● **What to work on**: Pull every line from the records below and reproduce each word for word. Leave the pictures out of your answer.

---------- Dataset excerpts ----------

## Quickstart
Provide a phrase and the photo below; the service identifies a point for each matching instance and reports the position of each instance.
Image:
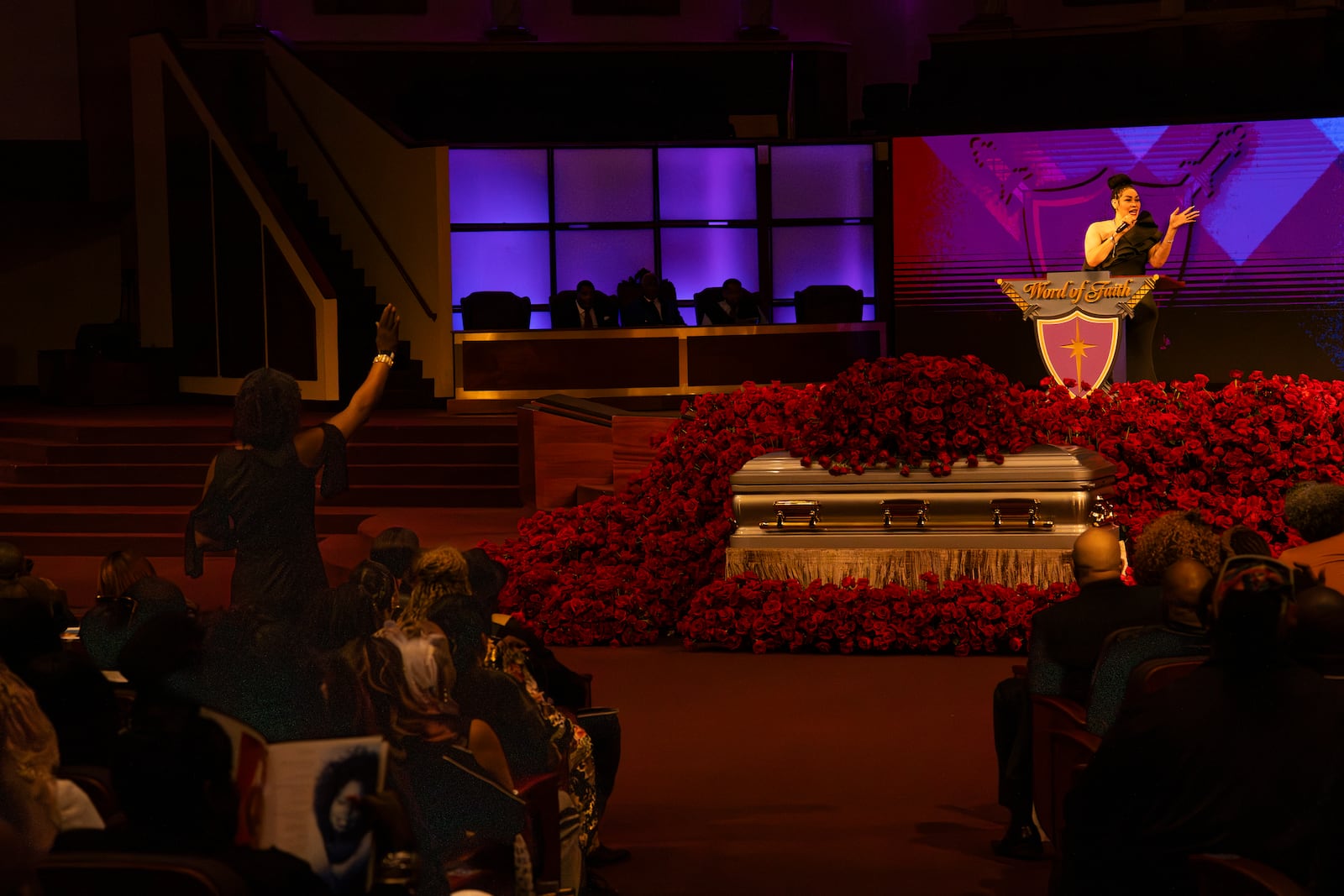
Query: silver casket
(1007, 524)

----------

● **Correct result**:
## Quickstart
Provide a phrase and the photo below; the service identifies a point for each matching instance and reports the position of each instance.
Image:
Query: silver casket
(1007, 524)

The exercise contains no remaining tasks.